*** Block opens ***

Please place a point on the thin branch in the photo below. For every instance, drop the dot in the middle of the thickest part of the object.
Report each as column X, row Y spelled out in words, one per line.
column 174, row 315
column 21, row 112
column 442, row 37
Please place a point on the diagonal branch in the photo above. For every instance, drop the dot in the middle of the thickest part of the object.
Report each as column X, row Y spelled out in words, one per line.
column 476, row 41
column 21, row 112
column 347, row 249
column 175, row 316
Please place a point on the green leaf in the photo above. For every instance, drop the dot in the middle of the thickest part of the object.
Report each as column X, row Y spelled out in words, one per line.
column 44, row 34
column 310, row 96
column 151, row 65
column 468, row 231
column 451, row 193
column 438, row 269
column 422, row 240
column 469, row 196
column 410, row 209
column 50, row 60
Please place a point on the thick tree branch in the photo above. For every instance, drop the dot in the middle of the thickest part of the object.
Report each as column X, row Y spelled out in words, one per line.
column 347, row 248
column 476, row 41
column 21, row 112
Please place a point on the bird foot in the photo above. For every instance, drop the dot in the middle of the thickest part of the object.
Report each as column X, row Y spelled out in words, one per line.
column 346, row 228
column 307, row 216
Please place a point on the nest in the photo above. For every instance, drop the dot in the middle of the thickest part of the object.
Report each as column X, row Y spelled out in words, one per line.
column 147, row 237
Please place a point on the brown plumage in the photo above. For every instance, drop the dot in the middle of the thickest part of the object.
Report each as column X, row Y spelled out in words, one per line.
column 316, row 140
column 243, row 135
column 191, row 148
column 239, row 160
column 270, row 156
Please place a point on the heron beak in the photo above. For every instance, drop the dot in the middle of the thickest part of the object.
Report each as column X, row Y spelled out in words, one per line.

*** Block closes ***

▶ Aim of the exercise: An exact written copy of every entry is the required answer.

▶ Output of the task:
Please place a point on the thin branch in the photo below. For every instance, drop the dot in the middle of the thickest part of the object.
Report each as column X, row Y spelled out in words, one per line.
column 174, row 315
column 21, row 112
column 442, row 37
Please place a point on the diagonal branch in the photo above. For every instance, drop the dot in the middle of the thickest part of the object.
Report each as column X, row Y spelled out in words, one per line.
column 476, row 41
column 21, row 112
column 347, row 249
column 175, row 316
Please place a point on the green leaf in the photo above. For every instance, drop the dot in the middle of the thickest part of the object.
Report each as column X, row Y spelled out in words, one per line.
column 44, row 34
column 310, row 96
column 151, row 65
column 468, row 231
column 451, row 193
column 438, row 269
column 422, row 240
column 469, row 196
column 410, row 209
column 50, row 60
Please place a point on the thick tree branch in the photo above. For every instance, drop the dot in the middle of the thickest part of the object.
Report each as column X, row Y spelled out in words, one per line.
column 347, row 248
column 476, row 41
column 21, row 112
Please place a point on the bird foot in the photo above. For every instance, drop the dot in the middle of the thickest part of the object.
Report each as column X, row Y spelled out in words, one per line.
column 346, row 228
column 307, row 216
Please place a point on the nest in the photo above. For every instance, drop the dot in the middle of the thickest part of the object.
Report each as column X, row Y spelled out in words, one per line.
column 147, row 237
Please place a point on the brown plumage in the photo above. For every instance, drop the dot in the middle of the thickest part of the object.
Report each as column X, row Y spelled out in words, one per line.
column 316, row 140
column 243, row 135
column 191, row 148
column 239, row 160
column 270, row 156
Please place a point on the heron beak in the photo above. For every instance, drop the dot in the middle of the thickest part of the object.
Report each as column X, row Y spelled out in words, one per line.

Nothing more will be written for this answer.